◆ Task ◆
In full and without alteration, reproduce every record.

* * * * * * * * *

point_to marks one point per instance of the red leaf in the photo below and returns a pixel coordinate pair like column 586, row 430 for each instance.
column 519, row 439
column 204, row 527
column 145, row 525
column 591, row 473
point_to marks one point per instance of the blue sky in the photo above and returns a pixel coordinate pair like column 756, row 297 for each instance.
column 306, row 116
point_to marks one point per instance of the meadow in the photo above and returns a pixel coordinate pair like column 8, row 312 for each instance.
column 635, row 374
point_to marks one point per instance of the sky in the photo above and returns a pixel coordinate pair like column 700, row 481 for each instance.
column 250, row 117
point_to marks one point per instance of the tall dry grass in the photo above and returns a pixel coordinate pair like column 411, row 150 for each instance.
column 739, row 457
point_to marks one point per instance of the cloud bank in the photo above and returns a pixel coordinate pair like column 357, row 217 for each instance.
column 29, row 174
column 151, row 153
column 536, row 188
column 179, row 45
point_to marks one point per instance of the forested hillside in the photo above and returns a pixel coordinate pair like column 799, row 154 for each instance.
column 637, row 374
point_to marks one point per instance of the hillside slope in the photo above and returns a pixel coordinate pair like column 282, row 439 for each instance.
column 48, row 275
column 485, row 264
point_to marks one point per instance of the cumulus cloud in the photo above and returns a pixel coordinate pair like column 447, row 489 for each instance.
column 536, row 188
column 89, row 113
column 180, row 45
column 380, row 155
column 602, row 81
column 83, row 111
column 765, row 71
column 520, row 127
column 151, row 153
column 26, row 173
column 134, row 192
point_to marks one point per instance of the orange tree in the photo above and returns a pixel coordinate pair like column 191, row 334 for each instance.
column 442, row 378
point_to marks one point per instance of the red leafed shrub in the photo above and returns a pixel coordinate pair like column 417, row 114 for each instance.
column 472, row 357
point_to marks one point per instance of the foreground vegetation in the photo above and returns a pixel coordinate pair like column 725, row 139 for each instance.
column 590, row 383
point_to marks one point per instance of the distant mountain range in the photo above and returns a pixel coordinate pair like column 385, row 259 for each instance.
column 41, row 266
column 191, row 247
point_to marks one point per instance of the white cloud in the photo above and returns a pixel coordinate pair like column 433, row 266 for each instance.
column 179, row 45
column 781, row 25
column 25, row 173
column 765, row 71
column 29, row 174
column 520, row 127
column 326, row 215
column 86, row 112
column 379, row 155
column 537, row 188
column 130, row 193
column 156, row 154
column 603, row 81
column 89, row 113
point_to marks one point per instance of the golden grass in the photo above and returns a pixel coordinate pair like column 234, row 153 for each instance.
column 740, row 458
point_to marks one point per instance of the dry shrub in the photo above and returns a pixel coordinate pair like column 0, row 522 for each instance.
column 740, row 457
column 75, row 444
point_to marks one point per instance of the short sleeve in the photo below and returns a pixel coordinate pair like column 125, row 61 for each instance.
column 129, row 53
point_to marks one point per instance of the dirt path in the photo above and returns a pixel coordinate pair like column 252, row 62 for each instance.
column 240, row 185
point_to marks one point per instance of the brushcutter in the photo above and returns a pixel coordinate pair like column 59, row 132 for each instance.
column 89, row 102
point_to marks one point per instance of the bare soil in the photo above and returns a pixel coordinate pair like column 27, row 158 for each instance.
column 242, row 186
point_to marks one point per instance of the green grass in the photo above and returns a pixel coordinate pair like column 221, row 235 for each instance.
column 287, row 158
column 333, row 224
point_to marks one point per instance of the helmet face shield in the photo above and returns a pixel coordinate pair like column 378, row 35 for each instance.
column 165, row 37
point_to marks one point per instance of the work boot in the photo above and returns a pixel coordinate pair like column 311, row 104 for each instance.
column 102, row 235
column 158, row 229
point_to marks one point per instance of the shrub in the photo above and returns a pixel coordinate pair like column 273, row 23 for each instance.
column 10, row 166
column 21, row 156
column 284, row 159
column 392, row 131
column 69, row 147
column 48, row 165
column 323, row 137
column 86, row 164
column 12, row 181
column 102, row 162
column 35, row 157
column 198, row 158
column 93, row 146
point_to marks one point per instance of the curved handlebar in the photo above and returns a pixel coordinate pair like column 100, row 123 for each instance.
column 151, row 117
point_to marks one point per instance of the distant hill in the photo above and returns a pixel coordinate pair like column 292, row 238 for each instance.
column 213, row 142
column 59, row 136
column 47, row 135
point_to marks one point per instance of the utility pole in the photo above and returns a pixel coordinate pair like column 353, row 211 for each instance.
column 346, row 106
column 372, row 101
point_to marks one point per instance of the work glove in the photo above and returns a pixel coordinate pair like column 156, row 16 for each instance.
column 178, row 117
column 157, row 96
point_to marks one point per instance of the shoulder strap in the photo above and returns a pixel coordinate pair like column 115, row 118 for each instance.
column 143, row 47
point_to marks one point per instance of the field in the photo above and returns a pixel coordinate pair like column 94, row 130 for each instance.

* * * * * * * * *

◆ Worked solution ◆
point_to marks one point per instance of the red leaf in the photo below and returns a pixel coordinate pair like column 586, row 430 for each instance.
column 519, row 439
column 204, row 527
column 145, row 525
column 591, row 473
point_to marks one point per instance of the blue sky in the photo above and returns a pixel coordinate pair like column 756, row 297 for each instance.
column 306, row 116
point_to marks one point per instance of the meadow in the photo above and returns a pixel coordinate pair like column 8, row 312 for each instance.
column 635, row 374
point_to marks one point per instance of the sky in the photo above and returns a pixel coordinate pair like column 700, row 481 for each instance.
column 250, row 117
point_to marks one point per instance of the tall dry grass in the photo above and returns a pixel coordinate pair like column 411, row 150 for each instance.
column 739, row 457
point_to marks one point per instance of the cloud bank in the photo above and returns a pixel coordinate pair like column 357, row 217 for each instance.
column 29, row 174
column 151, row 153
column 536, row 188
column 179, row 45
point_to marks one point per instance of the forested hillside in the photo above and returns a pixel coordinate pair like column 799, row 154 for each instance.
column 637, row 374
point_to marks one point per instance of the hillside slope in the photo above and returns a pixel coordinate pair like column 282, row 439 for each instance.
column 48, row 275
column 485, row 264
point_to marks one point per instance of the cumulus cloud in the photo above and returns a pixel coordinate pair like column 447, row 489 for each instance.
column 536, row 188
column 89, row 113
column 180, row 45
column 380, row 155
column 602, row 81
column 83, row 111
column 765, row 71
column 520, row 127
column 151, row 153
column 26, row 173
column 134, row 192
point_to marks one point per instance of the orange tree in the photo above and returns a pixel coordinate pair like column 191, row 334 for each instance.
column 442, row 378
point_to marks one point per instance of the red leafed shrub in the photo above and returns a pixel coordinate pair like column 417, row 114 for each instance.
column 472, row 357
point_to marks one point per instance of the foreground vegetation in the photo above and returns a pixel coordinate pair like column 725, row 139 for each instance.
column 590, row 383
point_to marks one point per instance of the distant mountain range in the photo above and returns a pixel coordinate pair like column 385, row 259 for each instance.
column 41, row 266
column 191, row 247
point_to marks one point per instance of the white cloud in the photo above and returns a pixel coordinate pair like column 433, row 266 for each instance.
column 179, row 45
column 781, row 25
column 25, row 173
column 765, row 71
column 29, row 174
column 520, row 127
column 326, row 215
column 86, row 112
column 379, row 155
column 537, row 188
column 130, row 193
column 156, row 154
column 603, row 81
column 89, row 113
point_to marks one point per instance of the golden grass in the photo above and returns a pixel coordinate pair like column 234, row 153 for each instance.
column 740, row 458
point_to marks one point per instance of the dry shrub in the photo above and returns a pixel coordinate pair like column 0, row 522 for each instance.
column 740, row 457
column 75, row 444
point_to marks one point per instance of the short sleeve in the photo below and returns a pixel coordinate pair like column 125, row 61 for each instance.
column 129, row 53
point_to marks one point per instance of the dirt path in the photo above and returns a pixel coordinate pair like column 252, row 62 for each instance.
column 240, row 185
point_to marks one point per instance of the brushcutter in the photo above and returns a pixel coordinate pair like column 59, row 132 for each instance.
column 89, row 102
point_to marks one point per instance of the bare soil in the photo above and returns a pixel coordinate pair like column 27, row 158 for each instance.
column 242, row 186
point_to marks one point per instance of the green grass in the photo above and returns a pixel coordinate pair like column 221, row 235 for each instance.
column 287, row 158
column 333, row 224
point_to marks one point per instance of the helmet face shield in the photo above and returns a pixel coordinate pair like column 378, row 35 for each instance.
column 165, row 37
point_to marks one point per instance of the work boot in the photo above and returns a pixel coordinate pair like column 311, row 104 for each instance.
column 102, row 235
column 158, row 229
point_to marks one point per instance of the shrub in the photo above and returns a pixel coordinate pair like column 273, row 23 for each instance.
column 10, row 166
column 21, row 156
column 284, row 159
column 392, row 131
column 69, row 147
column 48, row 165
column 323, row 137
column 86, row 164
column 12, row 181
column 102, row 162
column 35, row 157
column 198, row 158
column 93, row 146
point_to marks one point per instance of the curved handlebar in the photo above and returns a pixel coordinate pair like column 100, row 123 for each instance.
column 151, row 117
point_to marks one point per instance of the distant hill in the photo above and returns a pixel coordinate pair like column 292, row 238 for each instance.
column 213, row 142
column 59, row 136
column 47, row 135
point_to marks one point per instance of the utility pole in the photo above and returns a pixel coordinate pair like column 353, row 211 for each instance.
column 346, row 106
column 372, row 101
point_to marks one point per instance of the work glove in the photo above and returns a pixel coordinate pair like column 156, row 16 for each instance.
column 178, row 117
column 157, row 96
point_to marks one point per instance of the shoulder strap in the photo above and returns a pixel coordinate pair like column 115, row 118 for each instance.
column 143, row 47
point_to marks one point per instance of the field in the photo above and returns a pixel coordinate pair like column 94, row 130 for each instance.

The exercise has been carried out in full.